Start of SOURCE TEXT

Rare Disease Discoveries Showcased at UAMS

By ChaseYavondaC

Jon Blevins, Ph.D., assistant professor in the Department of Microbiology & Immunology, shares his research on  the role of the bacterial factors associated with Borrelia infection.

Showcase of Medical Discoveries: A Focus on Rare Diseases, the latest in a series from the UAMS College of Medicine, at the UAMS Winthrop P. Rockefeller Cancer Institute was attended Feb. 18 by about 100 researchers, physicians, staff, students and community members.

There were 13 research projects represented. Researchers from each project shared with inquisitive minds the ins and outs of their study.

“There is a good spectrum of research on display,” said Lawrence Cornett, Ph.D. UAMS vice chancellor for research. “It’s great to see so many here. We hope this will stimulate future collaborations.”

A research team led by Peter Crooks, Ph.D., professor and chairman in the Department of Pharmaceutical Sciences in the UAMS College of Pharmacy, was on hand to discuss the development of Valchlor, which is the first and only FDA-approved drug for treatment of mycosis fungoides (MF), the most-common form of cutaneous T-cell lymphoma, a rare form of non-Hodgkins lymphoma.

Julie Anderson, a UAMS graduate student, explains her team’s research on Familial hypercholesterolemia (FH) and the effects of a cholesterol-enriched diet on brain composition.

There is no cure for MF and its cause is unknown. The disease, which occurs in 1 per 100,000 people, presents as skin lesions that develop into tumors. The FDA-approved drug, Valchlor, is a topical treatment that stabilizes mechlorethamine, a chemical used for treatment of Hodgkins disease, to prevent it from entering a patient’s bloodstream.

End of SOURCE TEXT

[EXERCISES TO COMPLETE]
(a) According to the rare disease showcase article, how many research projects were represented at the event?
(b) Decide whether each statement below agrees with the rare disease showcase article. Answer yes or no for each, and quote the words of the article that decide it.
(i) About 100 people attended the showcase.
(ii) The cause of mycosis fungoides is known.
(iii) Valchlor is a topical treatment.
(c) Rewrite the rare disease showcase article from "Rare Disease Discoveries" up to and including "and community members.", switching "community members" to "local residents".

Start of DATA PROVIDED

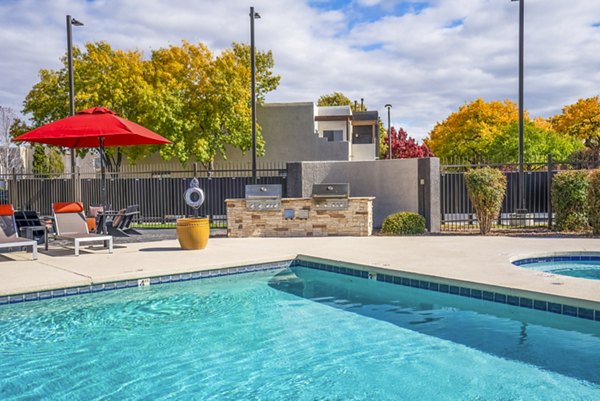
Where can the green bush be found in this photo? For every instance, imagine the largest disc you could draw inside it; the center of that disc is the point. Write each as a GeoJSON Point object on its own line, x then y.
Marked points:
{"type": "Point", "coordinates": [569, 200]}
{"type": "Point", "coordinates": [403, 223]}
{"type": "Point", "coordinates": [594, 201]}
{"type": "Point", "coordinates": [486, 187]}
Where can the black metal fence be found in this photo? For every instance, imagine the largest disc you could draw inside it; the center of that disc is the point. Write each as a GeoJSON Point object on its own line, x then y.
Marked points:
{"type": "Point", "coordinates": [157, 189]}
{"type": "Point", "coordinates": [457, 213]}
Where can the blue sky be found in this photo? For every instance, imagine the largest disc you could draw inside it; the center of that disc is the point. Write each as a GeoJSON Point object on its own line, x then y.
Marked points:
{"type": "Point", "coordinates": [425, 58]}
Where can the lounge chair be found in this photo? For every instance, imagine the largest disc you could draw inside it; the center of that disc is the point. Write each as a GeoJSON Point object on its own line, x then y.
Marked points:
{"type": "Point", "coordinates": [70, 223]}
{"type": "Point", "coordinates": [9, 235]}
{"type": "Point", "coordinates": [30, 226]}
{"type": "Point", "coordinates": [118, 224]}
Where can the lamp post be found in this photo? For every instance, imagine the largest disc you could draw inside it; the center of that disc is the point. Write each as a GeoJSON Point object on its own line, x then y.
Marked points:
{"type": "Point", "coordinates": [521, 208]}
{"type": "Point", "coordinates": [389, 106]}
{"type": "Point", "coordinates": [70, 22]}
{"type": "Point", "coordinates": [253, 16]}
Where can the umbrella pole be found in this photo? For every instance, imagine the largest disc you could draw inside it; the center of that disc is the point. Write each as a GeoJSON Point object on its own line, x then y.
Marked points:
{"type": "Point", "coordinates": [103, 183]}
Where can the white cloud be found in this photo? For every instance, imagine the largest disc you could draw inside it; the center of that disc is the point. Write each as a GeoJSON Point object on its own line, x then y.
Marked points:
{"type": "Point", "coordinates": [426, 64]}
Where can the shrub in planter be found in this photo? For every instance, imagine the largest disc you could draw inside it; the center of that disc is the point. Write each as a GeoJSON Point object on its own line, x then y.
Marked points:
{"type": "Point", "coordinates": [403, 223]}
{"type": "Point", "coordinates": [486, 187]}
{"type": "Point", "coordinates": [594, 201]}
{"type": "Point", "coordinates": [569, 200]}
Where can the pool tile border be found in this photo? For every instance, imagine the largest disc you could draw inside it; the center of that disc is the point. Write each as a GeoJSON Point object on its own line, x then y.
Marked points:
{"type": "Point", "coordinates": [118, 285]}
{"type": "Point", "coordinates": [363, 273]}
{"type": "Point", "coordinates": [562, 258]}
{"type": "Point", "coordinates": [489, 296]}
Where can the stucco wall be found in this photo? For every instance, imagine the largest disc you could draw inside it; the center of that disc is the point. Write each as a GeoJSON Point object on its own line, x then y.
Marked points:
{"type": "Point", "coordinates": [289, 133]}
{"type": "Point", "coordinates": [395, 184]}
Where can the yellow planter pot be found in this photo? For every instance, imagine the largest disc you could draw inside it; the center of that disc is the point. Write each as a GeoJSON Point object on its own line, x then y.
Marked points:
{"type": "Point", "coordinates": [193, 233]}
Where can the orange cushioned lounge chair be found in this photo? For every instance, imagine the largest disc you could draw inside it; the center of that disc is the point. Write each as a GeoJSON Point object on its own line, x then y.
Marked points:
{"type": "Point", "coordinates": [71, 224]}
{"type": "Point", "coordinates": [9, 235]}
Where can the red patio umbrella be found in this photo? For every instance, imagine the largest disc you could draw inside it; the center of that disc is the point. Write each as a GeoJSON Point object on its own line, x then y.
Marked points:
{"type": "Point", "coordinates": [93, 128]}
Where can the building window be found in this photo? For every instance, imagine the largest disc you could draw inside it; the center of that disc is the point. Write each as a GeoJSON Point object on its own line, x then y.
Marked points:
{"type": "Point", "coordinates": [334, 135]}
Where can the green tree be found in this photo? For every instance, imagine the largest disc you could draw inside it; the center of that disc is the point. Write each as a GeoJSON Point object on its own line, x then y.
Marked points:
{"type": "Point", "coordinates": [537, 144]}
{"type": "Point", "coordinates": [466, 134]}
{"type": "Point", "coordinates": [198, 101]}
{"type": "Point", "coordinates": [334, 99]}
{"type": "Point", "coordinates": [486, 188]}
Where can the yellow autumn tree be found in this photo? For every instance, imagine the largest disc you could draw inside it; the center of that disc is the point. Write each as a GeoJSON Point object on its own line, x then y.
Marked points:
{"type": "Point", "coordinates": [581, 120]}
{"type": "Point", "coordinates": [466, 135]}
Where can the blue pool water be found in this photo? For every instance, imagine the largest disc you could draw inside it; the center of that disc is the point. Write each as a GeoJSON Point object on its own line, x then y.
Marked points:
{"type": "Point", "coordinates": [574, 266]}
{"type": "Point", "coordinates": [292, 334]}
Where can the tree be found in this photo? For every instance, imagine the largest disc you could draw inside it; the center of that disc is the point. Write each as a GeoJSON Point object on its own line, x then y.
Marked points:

End of DATA PROVIDED
Start of DATA PROVIDED

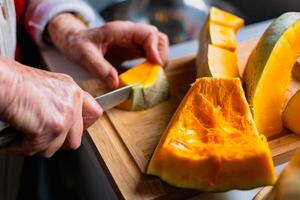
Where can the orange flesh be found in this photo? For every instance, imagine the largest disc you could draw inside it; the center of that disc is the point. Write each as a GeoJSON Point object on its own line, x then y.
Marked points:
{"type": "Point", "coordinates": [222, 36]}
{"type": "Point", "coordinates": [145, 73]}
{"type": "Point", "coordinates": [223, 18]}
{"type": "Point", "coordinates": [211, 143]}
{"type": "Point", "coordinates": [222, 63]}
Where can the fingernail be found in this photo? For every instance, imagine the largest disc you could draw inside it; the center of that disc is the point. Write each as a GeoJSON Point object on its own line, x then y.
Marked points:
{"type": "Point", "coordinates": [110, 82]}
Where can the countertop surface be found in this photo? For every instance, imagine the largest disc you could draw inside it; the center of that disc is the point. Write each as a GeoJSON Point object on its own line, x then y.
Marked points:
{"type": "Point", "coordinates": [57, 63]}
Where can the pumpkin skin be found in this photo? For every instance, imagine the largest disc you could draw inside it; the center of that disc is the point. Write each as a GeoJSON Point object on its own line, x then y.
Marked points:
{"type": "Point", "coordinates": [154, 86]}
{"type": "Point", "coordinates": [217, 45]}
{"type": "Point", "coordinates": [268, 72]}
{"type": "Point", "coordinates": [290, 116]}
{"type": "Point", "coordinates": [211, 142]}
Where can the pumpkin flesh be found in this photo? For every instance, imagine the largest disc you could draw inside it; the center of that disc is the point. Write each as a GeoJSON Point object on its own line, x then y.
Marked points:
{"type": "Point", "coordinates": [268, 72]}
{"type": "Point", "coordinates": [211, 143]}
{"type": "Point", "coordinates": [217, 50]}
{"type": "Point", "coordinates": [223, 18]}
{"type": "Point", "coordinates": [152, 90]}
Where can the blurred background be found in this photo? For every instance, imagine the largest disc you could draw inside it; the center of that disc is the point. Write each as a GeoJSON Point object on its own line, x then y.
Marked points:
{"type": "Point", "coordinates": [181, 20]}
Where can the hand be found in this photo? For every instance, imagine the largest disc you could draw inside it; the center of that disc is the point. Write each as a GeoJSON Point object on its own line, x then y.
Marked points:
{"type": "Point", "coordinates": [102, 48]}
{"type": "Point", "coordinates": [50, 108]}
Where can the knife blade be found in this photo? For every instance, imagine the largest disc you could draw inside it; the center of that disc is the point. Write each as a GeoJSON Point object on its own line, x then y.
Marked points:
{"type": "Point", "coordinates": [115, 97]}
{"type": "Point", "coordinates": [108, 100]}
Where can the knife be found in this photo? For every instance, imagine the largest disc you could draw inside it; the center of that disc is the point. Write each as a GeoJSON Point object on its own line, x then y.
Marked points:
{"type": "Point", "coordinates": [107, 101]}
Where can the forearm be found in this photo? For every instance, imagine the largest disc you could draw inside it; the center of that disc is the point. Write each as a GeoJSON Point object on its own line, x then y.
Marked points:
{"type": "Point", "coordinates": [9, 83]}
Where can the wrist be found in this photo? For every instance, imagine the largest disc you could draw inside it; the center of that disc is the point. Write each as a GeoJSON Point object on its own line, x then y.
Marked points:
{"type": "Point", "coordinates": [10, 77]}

End of DATA PROVIDED

[ANSWERS FOR THIS EXERCISE]
(a) There were 13 research projects represented.

(b)
(i) Yes: "attended Feb. 18 by about 100 researchers, physicians, staff, students and community members"
(ii) No: "There is no cure for MF and its cause is unknown."
(iii) Yes: "Valchlor, is a topical treatment"

(c)
Rare Disease Discoveries Showcased at UAMS

By ChaseYavondaC

Jon Blevins, Ph.D., assistant professor in the Department of Microbiology & Immunology, shares his research on  the role of the bacterial factors associated with Borrelia infection.

Showcase of Medical Discoveries: A Focus on Rare Diseases, the latest in a series from the UAMS College of Medicine, at the UAMS Winthrop P. Rockefeller Cancer Institute was attended Feb. 18 by about 100 researchers, physicians, staff, students and local residents.